» **YOUR TASK**
Quote verbatim the portion of the records that opens with the line containing "Provide the mask of each instance of the brick" and closes with the line containing "[[[151,59],[159,59],[167,54],[168,35],[158,28],[151,31]]]", both lines included. Leave the pictures out of your reply.

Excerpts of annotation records
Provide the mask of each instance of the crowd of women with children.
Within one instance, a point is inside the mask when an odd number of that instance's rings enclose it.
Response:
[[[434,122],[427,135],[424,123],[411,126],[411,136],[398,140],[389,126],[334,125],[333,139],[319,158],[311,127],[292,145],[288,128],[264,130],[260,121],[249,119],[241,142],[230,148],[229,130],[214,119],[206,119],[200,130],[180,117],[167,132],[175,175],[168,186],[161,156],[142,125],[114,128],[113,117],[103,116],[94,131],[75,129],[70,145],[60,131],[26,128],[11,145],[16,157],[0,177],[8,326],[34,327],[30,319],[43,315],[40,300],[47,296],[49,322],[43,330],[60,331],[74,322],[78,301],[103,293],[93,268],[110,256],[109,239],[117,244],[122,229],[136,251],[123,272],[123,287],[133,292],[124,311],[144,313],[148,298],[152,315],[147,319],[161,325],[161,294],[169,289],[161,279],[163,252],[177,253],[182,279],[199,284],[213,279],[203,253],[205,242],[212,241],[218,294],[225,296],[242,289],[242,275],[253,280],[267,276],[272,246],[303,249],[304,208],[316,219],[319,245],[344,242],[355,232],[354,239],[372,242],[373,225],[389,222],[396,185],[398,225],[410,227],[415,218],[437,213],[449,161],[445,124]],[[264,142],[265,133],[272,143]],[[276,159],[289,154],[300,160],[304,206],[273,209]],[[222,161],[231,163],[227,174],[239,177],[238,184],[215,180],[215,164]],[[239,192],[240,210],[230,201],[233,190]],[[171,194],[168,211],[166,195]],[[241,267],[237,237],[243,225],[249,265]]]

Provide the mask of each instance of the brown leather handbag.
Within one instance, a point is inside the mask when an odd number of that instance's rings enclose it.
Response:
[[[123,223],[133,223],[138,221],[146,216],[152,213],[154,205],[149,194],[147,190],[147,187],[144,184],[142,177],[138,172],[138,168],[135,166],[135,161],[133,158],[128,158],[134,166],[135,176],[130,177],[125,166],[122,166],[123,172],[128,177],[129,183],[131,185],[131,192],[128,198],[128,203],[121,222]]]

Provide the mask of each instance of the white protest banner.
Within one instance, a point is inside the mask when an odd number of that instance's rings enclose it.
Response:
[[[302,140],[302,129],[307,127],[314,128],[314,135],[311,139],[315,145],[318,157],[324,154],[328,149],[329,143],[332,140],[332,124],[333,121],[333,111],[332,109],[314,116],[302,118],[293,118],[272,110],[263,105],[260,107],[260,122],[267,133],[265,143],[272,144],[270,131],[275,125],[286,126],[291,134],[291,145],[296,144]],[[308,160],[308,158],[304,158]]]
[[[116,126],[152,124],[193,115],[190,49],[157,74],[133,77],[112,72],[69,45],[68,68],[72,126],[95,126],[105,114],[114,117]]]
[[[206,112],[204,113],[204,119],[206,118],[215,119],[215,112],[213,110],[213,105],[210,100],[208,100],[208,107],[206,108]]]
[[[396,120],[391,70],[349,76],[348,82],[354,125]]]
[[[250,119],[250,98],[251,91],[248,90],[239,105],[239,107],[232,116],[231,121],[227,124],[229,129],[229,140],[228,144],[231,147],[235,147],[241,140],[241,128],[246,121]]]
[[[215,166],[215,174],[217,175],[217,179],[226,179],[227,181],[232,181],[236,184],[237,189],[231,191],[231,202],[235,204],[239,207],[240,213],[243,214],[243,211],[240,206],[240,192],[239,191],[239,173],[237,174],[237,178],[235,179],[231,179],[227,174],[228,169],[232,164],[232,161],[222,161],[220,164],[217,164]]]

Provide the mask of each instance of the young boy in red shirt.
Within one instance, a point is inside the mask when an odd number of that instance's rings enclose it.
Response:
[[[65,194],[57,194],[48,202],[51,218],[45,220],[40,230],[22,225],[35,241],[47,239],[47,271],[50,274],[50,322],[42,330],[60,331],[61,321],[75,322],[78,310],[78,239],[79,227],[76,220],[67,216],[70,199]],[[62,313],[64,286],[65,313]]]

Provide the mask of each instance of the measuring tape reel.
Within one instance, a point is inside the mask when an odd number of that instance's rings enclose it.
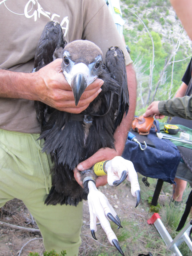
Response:
[[[177,125],[173,124],[165,124],[164,130],[167,133],[176,134],[180,130],[180,129]]]

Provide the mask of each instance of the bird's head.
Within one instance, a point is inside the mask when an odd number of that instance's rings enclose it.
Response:
[[[87,40],[73,41],[64,48],[61,68],[76,106],[87,87],[101,73],[102,59],[100,48]]]

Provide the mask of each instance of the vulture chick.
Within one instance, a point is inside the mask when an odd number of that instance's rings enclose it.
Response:
[[[43,151],[50,154],[54,163],[51,171],[52,187],[45,203],[76,206],[83,199],[86,200],[89,194],[92,218],[90,228],[93,236],[96,239],[94,232],[97,217],[101,223],[108,221],[107,217],[119,227],[122,227],[120,220],[107,198],[96,188],[93,182],[96,178],[93,168],[80,172],[83,188],[75,180],[73,170],[100,148],[115,148],[114,132],[124,113],[127,114],[129,106],[124,58],[120,49],[112,47],[107,53],[104,65],[102,53],[98,46],[83,40],[67,44],[60,24],[51,21],[45,27],[40,39],[33,72],[37,71],[57,58],[63,59],[62,70],[71,87],[76,106],[86,88],[97,77],[102,79],[104,83],[102,91],[80,114],[60,111],[42,102],[35,102],[42,129],[39,138],[45,140]],[[137,196],[137,206],[140,200],[140,189],[134,167],[133,171],[132,164],[123,159],[127,162],[122,160],[121,168],[121,164],[119,166],[119,159],[116,159],[106,164],[108,182],[110,185],[117,186],[126,178],[129,180],[132,194]],[[94,212],[98,206],[97,199],[101,196],[103,198],[103,209],[107,206],[107,210],[102,216],[100,213],[98,215]],[[111,244],[123,255],[110,224],[109,233],[108,230],[107,232],[106,227],[108,225],[104,224],[102,226]]]

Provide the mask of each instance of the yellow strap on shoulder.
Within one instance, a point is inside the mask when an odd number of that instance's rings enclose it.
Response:
[[[93,166],[93,171],[96,175],[98,176],[103,176],[104,175],[107,175],[107,173],[104,170],[104,165],[105,163],[108,161],[102,161],[101,162],[97,163]]]

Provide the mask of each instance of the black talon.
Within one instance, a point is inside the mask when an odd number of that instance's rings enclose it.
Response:
[[[121,220],[120,220],[120,219],[119,219],[119,217],[117,216],[117,214],[116,215],[116,219],[117,219],[117,220],[119,222],[119,223],[120,224],[121,224]],[[117,229],[118,229],[119,228],[120,228],[120,227],[119,227],[119,226],[118,226],[118,227],[117,228]]]
[[[116,239],[113,239],[112,240],[112,242],[114,244],[114,246],[116,247],[118,251],[119,252],[120,252],[121,254],[122,255],[123,255],[123,256],[125,256],[125,255],[123,253],[123,252],[121,248],[121,246],[120,246],[119,244],[119,242],[117,241],[117,240]]]
[[[139,189],[137,190],[135,192],[137,197],[137,203],[136,203],[136,205],[135,205],[135,208],[138,206],[140,202],[140,200],[141,199],[141,195],[140,192],[140,190]]]
[[[97,240],[96,238],[96,236],[95,236],[95,230],[94,229],[91,229],[91,234],[92,235],[92,236],[94,239],[95,240]]]
[[[121,225],[121,223],[119,223],[119,222],[112,215],[111,213],[110,212],[108,212],[108,213],[107,214],[107,216],[109,219],[109,220],[110,220],[112,221],[113,221],[113,222],[114,222],[114,223],[115,223],[115,224],[116,224],[116,225],[117,225],[120,228],[123,228],[123,227]]]
[[[127,172],[126,171],[124,171],[122,172],[121,174],[121,179],[119,180],[115,180],[115,181],[113,182],[113,185],[115,185],[116,187],[118,186],[121,183],[125,180],[126,178],[127,177]]]
[[[116,185],[117,183],[119,182],[118,180],[115,180],[114,181],[113,181],[113,185]]]

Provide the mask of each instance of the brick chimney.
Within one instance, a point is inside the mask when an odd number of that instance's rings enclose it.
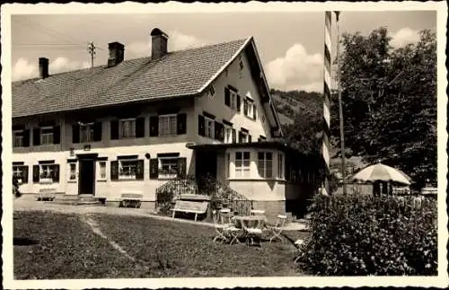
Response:
[[[39,76],[48,77],[48,58],[47,57],[39,57]]]
[[[114,41],[108,45],[110,56],[108,58],[108,67],[115,66],[123,61],[125,57],[125,46]]]
[[[151,59],[159,59],[167,54],[168,35],[158,28],[151,31]]]

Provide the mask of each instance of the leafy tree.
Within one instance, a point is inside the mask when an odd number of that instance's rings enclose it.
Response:
[[[436,178],[436,38],[425,30],[418,43],[393,48],[390,41],[386,28],[342,36],[345,143],[365,161],[382,160],[422,184]],[[336,95],[332,101],[338,124]],[[331,127],[337,140],[339,129]]]

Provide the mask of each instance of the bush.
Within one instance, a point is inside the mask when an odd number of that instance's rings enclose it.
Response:
[[[314,198],[302,268],[316,275],[436,275],[436,203],[413,198]]]

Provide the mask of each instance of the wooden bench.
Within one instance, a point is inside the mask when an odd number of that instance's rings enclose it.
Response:
[[[209,203],[207,201],[197,202],[197,201],[187,201],[187,200],[176,200],[174,208],[172,208],[173,212],[172,217],[176,212],[195,214],[195,222],[197,221],[198,215],[206,214],[207,211],[207,207]]]
[[[141,193],[122,193],[120,196],[120,205],[123,207],[140,207],[144,195]]]

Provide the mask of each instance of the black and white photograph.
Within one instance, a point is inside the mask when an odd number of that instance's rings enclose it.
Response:
[[[4,288],[449,284],[445,2],[1,13]]]

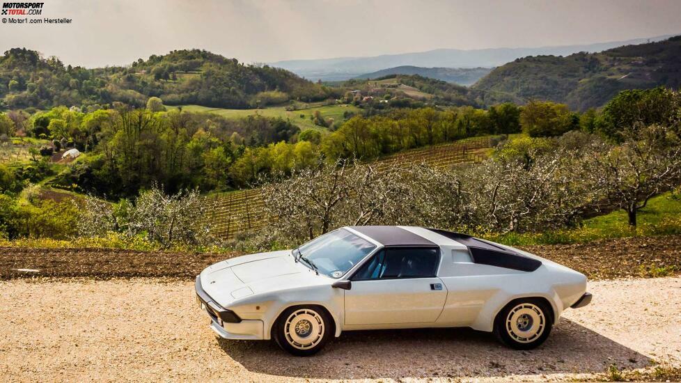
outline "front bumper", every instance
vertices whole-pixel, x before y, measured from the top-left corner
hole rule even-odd
[[[202,310],[210,317],[210,328],[220,337],[226,339],[264,339],[262,320],[242,320],[230,310],[224,308],[203,290],[201,276],[196,276],[195,283],[196,300]]]
[[[579,298],[577,302],[574,302],[572,306],[570,306],[572,308],[579,308],[580,307],[584,307],[587,304],[591,303],[591,298],[593,297],[590,292],[585,292],[581,298]]]

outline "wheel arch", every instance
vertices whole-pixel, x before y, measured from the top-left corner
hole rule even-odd
[[[490,299],[486,304],[487,307],[485,307],[478,313],[477,318],[476,318],[471,327],[476,330],[492,332],[494,328],[494,322],[496,320],[496,317],[505,307],[518,299],[541,299],[545,302],[551,307],[551,325],[556,324],[556,322],[560,316],[560,313],[562,311],[562,308],[556,306],[554,297],[547,294],[532,292],[511,296],[506,296],[506,295],[497,295],[495,298]]]
[[[547,314],[549,314],[551,315],[551,325],[555,325],[556,324],[556,322],[558,320],[558,313],[557,313],[557,311],[556,309],[556,305],[551,302],[551,299],[549,299],[546,297],[544,297],[544,296],[540,295],[527,295],[526,297],[514,297],[513,299],[512,299],[509,300],[508,302],[506,302],[506,304],[504,304],[503,306],[499,307],[498,310],[496,310],[496,312],[494,313],[494,321],[496,320],[496,318],[499,316],[499,313],[501,313],[507,306],[508,306],[510,304],[514,304],[515,302],[520,302],[525,301],[525,300],[527,300],[527,299],[537,299],[537,300],[539,300],[539,301],[542,301],[545,303],[546,303],[547,306],[548,306],[549,307],[551,308],[551,312],[550,313],[547,313]]]
[[[279,308],[279,312],[276,313],[276,315],[274,317],[274,320],[272,320],[272,322],[270,322],[268,325],[269,328],[269,330],[265,333],[266,336],[269,337],[267,338],[274,338],[272,337],[272,331],[274,330],[274,326],[276,326],[276,323],[279,322],[279,320],[281,318],[281,315],[283,314],[284,311],[294,307],[310,307],[310,306],[318,308],[324,311],[327,313],[327,315],[329,315],[332,320],[331,320],[332,322],[331,323],[331,325],[334,327],[333,330],[334,330],[334,336],[336,337],[340,336],[340,331],[341,331],[341,326],[339,322],[340,319],[338,318],[337,315],[334,315],[334,313],[331,312],[331,310],[330,310],[328,307],[327,307],[326,305],[320,302],[297,302],[297,303],[292,303],[286,305],[283,305],[281,307]]]

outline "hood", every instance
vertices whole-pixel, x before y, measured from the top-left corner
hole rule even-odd
[[[201,286],[216,303],[227,307],[253,295],[320,284],[328,279],[294,262],[290,254],[290,250],[270,251],[219,262],[201,272]]]

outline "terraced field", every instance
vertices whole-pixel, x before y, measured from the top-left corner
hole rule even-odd
[[[480,162],[487,157],[490,146],[489,137],[475,137],[401,152],[375,163],[379,167],[420,163],[446,167]],[[256,230],[266,224],[264,202],[257,189],[213,194],[206,198],[210,212],[208,219],[213,225],[212,234],[217,237],[230,240],[239,233]]]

» **TASK OUTPUT**
Provide the mask of each instance of the brick chimney.
Within one instance, a point is inside the mask when an odd number of that instance's rings enclose it.
Response:
[[[39,76],[48,77],[48,58],[47,57],[39,57]]]
[[[114,41],[108,45],[110,56],[108,58],[108,67],[115,66],[123,61],[125,57],[125,46]]]
[[[151,59],[159,59],[167,54],[168,35],[158,28],[151,31]]]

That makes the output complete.